- _WRITTEN INSTRUCTION 1_: In the article on Vanderpump Dogs, on what street is the rescue centre located?
- _WRITTEN INSTRUCTION 2_: Print everything from "Vanderpump Dogs, on" down to "across the street." in the article on Vanderpump Dogs, word for word.

- _EXTRACTED TEXT_:
Arriving with the theory that the restaurants benefits from the television shows, which in turn benefit from the social media presence, which in turn benefits from the TV shows, it feels like Vanderpump – along with husband Ken Todd – have created a remarkable cycle of self-sustaining success that doesn’t look possible to break.

The glamorous raft of self-created stars that fall under the Vanderpump umbrella are the greatest marketing tool a Los Angeles restaurant could dream of and they are all ready, at the touch of a button, to help out the hand that has fed them their dreams by sending a message out to a combined 32 million people.

Sitting down to find out more, I soon discover I have missed out a step from that cyclical diagram in my head. For Lisa, it’s the most important of them all.

“The dogs we have in our rescue centre have been pulled from kill shelters,” says Lisa Vanderpump, eyes wide and engaged.

“They’re owner surrenders, they’re victims of abuse, so, we’ve gone in and saved them.

“We take them just before they’re euthanised.”

Vanderpump Dogs offers rescue dogs plush, safe and comfortable surroundings
Vanderpump Dogs offers rescue dogs plush, safe and comfortable surroundings (Lisa Vanderpump)

Vanderpump Dogs, on West 3rd Street, is less of a dog shelter and more of a luxury spa for canines. As Lisa describes the shelter that carries her name, it sounds more like a five-star hotel than anything you’d see at Battersea Dogs’ Home.

“They all live in living rooms. You walk in to the centre and it’s very much like this feeling – you have jazz playing, velvet sofas and chandeliers, puppy bakery and grooming.

“A lot of fabulous products and doggie bags, and carriers and clothes, and leash and collars.

“All the profits support the centre. We’ve just put in an agility park on the rooftop so they don’t have to walk across the street.

“So, you know, with living rooms and just, little games for them to play, all the beautiful fake turf grass where they can play, that’s been really good.”

The idea, Vanderpump says, was to “reinvent the wheel” when it comes to rescue centres.

“I think a lot of people felt that going to a rescue centre was, it could be too depressing, it could be intimidating.”

What she has created is a plush home for maltreated dogs to enjoy themselves and live again, rather than a dimly-lit hall of cages where they simply survive. It is the same care that is taken on the interior design of Vanderpump’s restaurants and the result is a room full of happy pups whose lives have been changed.

- _Collected data entries_:

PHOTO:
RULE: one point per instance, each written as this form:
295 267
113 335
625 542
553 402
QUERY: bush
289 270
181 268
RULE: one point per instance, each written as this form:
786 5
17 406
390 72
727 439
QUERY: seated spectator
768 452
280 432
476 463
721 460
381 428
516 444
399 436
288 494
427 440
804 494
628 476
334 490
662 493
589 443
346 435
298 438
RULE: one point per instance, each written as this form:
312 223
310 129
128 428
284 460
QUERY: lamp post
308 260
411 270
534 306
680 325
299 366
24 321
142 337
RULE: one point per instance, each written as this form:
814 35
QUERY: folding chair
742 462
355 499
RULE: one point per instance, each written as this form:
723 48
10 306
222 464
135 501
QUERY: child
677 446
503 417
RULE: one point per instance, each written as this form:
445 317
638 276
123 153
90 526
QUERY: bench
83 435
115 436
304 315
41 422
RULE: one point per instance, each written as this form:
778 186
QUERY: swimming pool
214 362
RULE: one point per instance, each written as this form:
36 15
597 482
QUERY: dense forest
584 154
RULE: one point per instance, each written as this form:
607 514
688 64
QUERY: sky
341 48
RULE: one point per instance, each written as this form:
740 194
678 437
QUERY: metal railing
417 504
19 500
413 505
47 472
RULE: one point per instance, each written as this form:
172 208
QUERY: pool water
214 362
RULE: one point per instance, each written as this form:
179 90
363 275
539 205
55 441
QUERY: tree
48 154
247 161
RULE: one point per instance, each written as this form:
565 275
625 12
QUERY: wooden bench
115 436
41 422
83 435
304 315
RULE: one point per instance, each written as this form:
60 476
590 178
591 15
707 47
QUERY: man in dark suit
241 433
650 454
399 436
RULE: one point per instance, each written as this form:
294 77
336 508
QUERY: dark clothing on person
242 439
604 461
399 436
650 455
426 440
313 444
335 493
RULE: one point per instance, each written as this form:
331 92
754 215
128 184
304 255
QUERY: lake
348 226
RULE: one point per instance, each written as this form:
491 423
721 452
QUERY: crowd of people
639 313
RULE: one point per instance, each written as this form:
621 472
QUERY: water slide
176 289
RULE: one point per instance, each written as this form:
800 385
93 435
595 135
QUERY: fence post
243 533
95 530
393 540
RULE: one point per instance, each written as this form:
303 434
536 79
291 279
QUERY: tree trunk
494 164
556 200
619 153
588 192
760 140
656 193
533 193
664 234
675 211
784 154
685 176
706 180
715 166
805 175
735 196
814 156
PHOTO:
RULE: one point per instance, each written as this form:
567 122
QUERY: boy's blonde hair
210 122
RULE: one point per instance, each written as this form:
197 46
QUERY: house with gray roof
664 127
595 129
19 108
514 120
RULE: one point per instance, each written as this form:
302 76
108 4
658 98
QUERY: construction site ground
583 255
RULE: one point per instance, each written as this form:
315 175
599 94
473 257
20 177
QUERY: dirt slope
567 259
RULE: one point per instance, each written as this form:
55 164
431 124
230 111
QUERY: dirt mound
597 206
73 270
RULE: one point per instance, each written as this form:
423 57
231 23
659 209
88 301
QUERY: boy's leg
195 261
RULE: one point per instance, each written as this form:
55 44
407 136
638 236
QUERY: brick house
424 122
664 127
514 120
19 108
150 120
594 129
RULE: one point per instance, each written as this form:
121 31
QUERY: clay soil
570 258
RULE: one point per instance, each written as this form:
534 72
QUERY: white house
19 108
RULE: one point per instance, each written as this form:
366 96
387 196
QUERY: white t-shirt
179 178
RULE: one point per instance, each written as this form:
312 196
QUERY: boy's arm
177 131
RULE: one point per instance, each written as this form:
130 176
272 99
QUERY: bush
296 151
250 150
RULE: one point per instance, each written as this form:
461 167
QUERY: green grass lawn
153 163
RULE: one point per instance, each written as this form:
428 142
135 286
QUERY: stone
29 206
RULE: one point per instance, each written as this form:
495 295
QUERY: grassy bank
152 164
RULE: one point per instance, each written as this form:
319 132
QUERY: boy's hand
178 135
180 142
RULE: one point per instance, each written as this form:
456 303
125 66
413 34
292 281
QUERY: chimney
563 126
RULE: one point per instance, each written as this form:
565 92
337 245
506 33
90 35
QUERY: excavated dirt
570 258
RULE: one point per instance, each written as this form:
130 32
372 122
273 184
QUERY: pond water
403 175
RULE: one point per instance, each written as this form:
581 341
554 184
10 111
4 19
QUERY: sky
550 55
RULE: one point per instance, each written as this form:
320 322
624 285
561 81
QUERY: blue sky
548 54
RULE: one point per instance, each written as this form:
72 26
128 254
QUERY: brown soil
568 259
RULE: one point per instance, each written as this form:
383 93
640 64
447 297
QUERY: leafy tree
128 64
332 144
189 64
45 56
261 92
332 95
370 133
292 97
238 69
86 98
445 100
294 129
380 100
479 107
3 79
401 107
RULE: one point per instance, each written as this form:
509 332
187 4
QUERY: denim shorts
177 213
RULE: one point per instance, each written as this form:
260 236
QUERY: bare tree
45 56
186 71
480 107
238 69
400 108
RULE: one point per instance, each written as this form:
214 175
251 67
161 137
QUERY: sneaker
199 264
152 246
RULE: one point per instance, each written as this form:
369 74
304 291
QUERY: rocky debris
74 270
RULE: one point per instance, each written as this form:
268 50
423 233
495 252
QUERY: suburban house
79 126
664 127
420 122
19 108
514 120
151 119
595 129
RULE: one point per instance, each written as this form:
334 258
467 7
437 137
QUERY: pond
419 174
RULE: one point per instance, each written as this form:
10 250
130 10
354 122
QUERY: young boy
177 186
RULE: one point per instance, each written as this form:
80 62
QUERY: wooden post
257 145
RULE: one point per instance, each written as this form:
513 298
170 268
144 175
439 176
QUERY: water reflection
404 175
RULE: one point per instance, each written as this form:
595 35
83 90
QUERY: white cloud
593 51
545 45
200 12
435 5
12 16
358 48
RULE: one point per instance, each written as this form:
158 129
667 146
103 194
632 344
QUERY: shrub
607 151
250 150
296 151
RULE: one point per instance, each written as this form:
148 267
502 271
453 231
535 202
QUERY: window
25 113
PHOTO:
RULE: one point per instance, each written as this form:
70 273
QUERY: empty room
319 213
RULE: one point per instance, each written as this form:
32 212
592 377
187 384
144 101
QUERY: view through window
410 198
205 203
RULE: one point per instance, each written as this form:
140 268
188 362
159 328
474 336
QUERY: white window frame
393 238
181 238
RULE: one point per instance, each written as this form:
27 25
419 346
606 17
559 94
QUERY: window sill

- _TASK SOLUTION 1_: West 3rd Street.

- _TASK SOLUTION 2_:
Vanderpump Dogs, on West 3rd Street, is less of a dog shelter and more of a luxury spa for canines. As Lisa describes the shelter that carries her name, it sounds more like a five-star hotel than anything you’d see at Battersea Dogs’ Home.

“They all live in living rooms. You walk in to the centre and it’s very much like this feeling – you have jazz playing, velvet sofas and chandeliers, puppy bakery and grooming.

“A lot of fabulous products and doggie bags, and carriers and clothes, and leash and collars.

“All the profits support the centre. We’ve just put in an agility park on the rooftop so they don’t have to walk across the street.